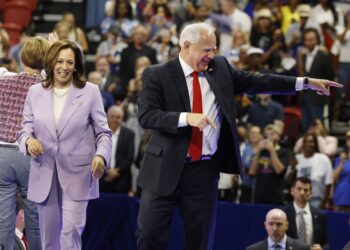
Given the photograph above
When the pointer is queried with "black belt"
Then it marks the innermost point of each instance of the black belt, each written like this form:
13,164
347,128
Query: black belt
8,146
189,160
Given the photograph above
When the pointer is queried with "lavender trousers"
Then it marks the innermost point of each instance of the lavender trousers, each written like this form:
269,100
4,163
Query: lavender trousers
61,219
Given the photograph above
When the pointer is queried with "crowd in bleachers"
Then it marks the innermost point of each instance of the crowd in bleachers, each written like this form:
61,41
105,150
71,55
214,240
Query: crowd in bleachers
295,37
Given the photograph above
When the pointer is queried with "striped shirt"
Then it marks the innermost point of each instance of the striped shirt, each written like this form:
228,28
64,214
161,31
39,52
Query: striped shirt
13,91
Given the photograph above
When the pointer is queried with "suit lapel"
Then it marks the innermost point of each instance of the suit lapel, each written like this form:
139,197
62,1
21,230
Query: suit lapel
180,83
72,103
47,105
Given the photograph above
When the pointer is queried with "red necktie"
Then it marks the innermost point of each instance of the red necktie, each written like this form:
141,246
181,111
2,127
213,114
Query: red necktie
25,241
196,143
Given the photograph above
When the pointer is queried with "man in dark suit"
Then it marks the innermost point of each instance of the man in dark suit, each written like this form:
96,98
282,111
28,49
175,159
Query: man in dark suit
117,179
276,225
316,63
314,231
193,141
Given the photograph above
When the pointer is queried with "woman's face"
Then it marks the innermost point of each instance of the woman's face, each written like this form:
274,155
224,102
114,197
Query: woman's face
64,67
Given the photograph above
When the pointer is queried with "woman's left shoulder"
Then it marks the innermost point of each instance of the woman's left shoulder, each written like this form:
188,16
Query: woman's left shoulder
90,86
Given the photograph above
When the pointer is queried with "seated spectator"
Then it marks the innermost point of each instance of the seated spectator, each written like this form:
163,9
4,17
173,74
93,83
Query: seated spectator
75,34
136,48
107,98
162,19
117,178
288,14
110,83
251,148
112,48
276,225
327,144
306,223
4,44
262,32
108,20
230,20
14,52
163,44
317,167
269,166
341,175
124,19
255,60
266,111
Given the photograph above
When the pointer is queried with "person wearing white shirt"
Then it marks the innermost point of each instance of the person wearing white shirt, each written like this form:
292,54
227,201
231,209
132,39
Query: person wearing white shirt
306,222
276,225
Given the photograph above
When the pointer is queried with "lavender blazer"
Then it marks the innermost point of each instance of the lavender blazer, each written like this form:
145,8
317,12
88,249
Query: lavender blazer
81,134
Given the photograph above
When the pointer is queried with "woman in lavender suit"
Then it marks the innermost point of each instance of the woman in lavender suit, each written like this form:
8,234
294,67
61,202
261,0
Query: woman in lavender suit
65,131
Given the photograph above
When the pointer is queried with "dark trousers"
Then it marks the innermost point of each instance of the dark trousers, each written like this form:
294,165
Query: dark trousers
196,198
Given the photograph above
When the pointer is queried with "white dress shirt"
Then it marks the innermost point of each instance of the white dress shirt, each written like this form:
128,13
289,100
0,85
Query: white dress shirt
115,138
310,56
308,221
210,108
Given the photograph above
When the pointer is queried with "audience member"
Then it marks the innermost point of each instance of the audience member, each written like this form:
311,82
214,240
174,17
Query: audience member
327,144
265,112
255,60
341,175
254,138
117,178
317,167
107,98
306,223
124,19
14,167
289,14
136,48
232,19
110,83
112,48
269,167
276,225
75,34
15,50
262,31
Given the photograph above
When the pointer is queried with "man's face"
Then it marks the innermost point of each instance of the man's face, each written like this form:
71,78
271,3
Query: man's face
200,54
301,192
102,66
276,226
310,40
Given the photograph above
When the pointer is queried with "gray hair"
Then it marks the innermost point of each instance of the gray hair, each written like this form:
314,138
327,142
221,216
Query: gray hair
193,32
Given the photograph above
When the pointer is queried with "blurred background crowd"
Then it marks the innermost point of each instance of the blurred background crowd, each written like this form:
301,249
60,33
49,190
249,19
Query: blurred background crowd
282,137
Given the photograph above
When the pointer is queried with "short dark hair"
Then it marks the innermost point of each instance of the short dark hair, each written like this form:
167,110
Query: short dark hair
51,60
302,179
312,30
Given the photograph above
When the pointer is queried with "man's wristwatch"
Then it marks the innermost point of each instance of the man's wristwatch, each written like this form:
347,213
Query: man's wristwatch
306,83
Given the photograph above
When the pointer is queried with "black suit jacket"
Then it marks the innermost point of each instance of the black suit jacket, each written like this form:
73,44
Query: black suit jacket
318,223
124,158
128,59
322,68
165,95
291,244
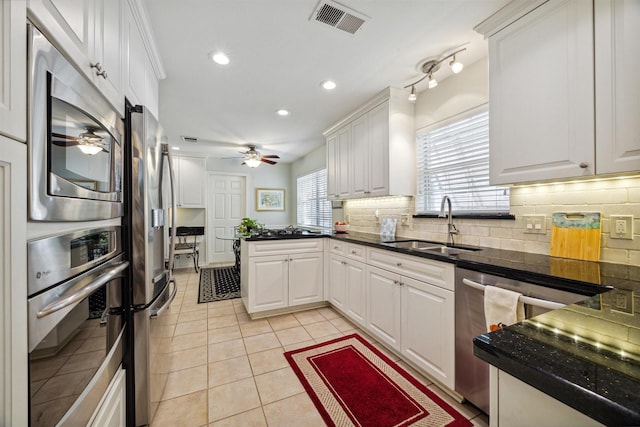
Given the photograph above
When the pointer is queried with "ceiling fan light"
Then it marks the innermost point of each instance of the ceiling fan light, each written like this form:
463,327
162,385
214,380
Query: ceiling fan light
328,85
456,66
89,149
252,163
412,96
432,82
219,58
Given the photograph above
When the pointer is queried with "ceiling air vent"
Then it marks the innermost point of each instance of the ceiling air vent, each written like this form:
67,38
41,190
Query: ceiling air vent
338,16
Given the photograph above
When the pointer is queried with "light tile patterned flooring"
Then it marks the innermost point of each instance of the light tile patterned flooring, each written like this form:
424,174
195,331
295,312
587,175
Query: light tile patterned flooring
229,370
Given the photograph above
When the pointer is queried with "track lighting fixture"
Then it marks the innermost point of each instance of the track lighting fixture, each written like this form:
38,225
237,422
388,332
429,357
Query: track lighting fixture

→ **Given task**
Images should not appear in the copy; retype the listing above exactly.

→ **Response below**
Given the photograph above
When the pointer is queried with "black belt"
Then it marks the innermost point of each instance of the black belt, each written like this form:
13,164
347,128
Query: black belt
8,146
189,160
Given the photograph above
When the pointer is queried with "lavender trousers"
Then it marks the innermost point of each instance of the lavender trousers, each written like this form:
269,100
4,163
Query: lavender trousers
61,219
Given the photograph above
When the pointer is queried with "crowd in bleachers"
Then it marks the innermost point of each instance of the crowd in bleachers, each written like this form:
61,41
105,150
71,55
214,240
Query: crowd in bleachers
295,37
Given the photograph above
When the pointer is queried with "striped shirt"
Then it marks the innermost point of each instance of the striped shirt, each written like this form:
228,28
64,214
161,31
39,52
Query: striped shirt
13,91
Given the photograph above
When the pointer is queried with "suit lapel"
Then it marks the innermost point of each instance of the suit lapel, each written like this form:
139,197
62,1
21,230
Query: suit lapel
180,83
72,103
47,105
Given the photograph above
When the pointer is queried with "red necktie"
Then it marks the innermost point of each instance of the red necktie, each written like this form:
141,246
181,111
2,127
213,114
Query: red necktie
25,241
196,143
Given the photograph above
When the pointer is queried with "man in dark suit"
Then it marks the innermost point of each instance of the man in dark suit, each written like this form:
96,98
282,111
28,49
175,159
Query: man in dark suit
117,179
276,225
316,63
314,231
193,141
Given the photograph above
When the pointer is queried with "woman's face"
Then it marks the innermost point of each instance of the woman's face, each written like this form:
274,155
224,102
114,197
Query: woman's face
64,67
Given the photograph above
When the pointer is queried with "woman's left shoulder"
Then it marks the innermost point of each instance of the woman's left shoulder, each written like this form:
188,16
Query: woman's left shoulder
90,86
Given the photograph above
When the pointer is queried with "seated spectator"
Then it marks the innermost point of each instance of the seated spectator, each written like this form:
163,9
4,17
173,74
93,83
Query: seated spectator
75,34
136,48
107,98
162,19
117,178
288,14
110,83
251,148
112,48
276,225
327,144
306,223
4,44
262,32
108,20
230,20
14,52
163,44
317,167
269,166
341,175
124,19
255,60
266,111
Given the photograph above
When the pointer is queried with "person wearing white shirt"
Then it marks the innermost point of each instance of the person wearing white shirt, each written like this form:
292,54
227,201
231,209
132,39
Query: person wearing white shirt
306,222
276,225
Given the photograph above
When the pointer is queried with "lavender blazer"
Then it marks the innermost point of each instance of the lavender blazer, each written like this form:
145,8
317,12
88,249
Query: lavender blazer
81,134
Given the photograph above
When the pointer is queried with "woman in lavender suit"
Then it marks the innermost point of each instance of the woman in lavender suit, each written like this form:
8,234
294,67
61,202
261,0
Query: woman in lavender suit
65,131
Given the photograph above
When the pointer is queried with "dark trousers"
Then it marks the innermost point of each instance of the dark trousers, each written like this form:
294,165
Query: dark trousers
196,198
Given the photograph above
When the pointer is queried with "white dress shirt"
Then it marks the innermost point of each instance of the white dress shirt, each written like this form:
128,13
289,100
0,85
Query: white dress shirt
115,138
310,56
308,221
210,108
Given the photograph above
When the pointer is queried with "audience member"
Then it marks the innermost point of each instance of the audience member, each written like this form:
311,82
214,240
174,17
Query: audience member
327,144
265,112
255,60
341,175
254,138
117,178
317,167
107,98
306,223
124,19
14,167
289,14
136,48
232,19
110,83
112,48
269,167
276,225
75,34
15,50
262,31
Given the photograph above
When the pointer is queried with "man's face"
Then it marks the innermost point of each instance of the man's face, each written like this form:
71,78
271,3
Query: man's face
200,54
301,192
102,66
276,226
310,40
Given the photograph above
When the pointer is queried with "gray hair"
Then it marks the innermost point of each instance of the gray hair, each written like this form:
314,138
327,142
221,216
Query: gray hair
193,32
Given the photograph above
When the pointer is queried with "blurred background crowd"
Then it marks the innermost point of each instance of the blurred background crowd, each written like this form:
301,249
60,33
49,190
249,19
Query: blurred background crowd
282,137
Given the photograph above
When the pointer is queried with "short dark hair"
Then it marks the innermost point of each instance of the short dark hair, each written like this form:
167,110
Query: short dark hair
51,60
302,179
312,30
Given the photograph above
When the pointer is queried with "man's wristwatch"
Then it marks the innermost point of each instance of the man's wristwatch, each written like this form:
347,213
Query: man's wristwatch
306,83
Given the photograph above
When the pointer is queried with "black suit jacket"
Then it marks the innermost point of each instance of the black suit jacket, each written like this form:
73,44
Query: black suit jacket
318,223
124,158
128,59
322,68
165,95
291,244
Given the photograph above
When the pointer is queried with "ceiling fan light"
Then it marks the innermost point of each instance of the ceiling fan light, each written like this form:
463,327
162,385
214,380
Query: ceiling fan light
328,85
456,66
89,149
252,163
412,96
432,82
219,58
Given the photograph above
When the pointer is queried with "ceiling air vent"
Then it marks the innermost point of each instance of the ceiling air vent, each written like this form:
67,38
41,190
Query: ceiling air vent
338,16
Given the photograph above
When the pointer is queried with "light tile patterned flooring"
Then it marks the innermost point of each instance of the light tile patterned flooring, each written like this form:
424,174
195,331
295,312
587,175
Query: light tile patterned flooring
229,370
Given the photograph above
When the pointer is queried with "track lighting fixture"
Then it marks the innermost point of each instance of the track lighting fixture, each written like this form:
38,225
237,422
388,332
429,357
Query: track lighting fixture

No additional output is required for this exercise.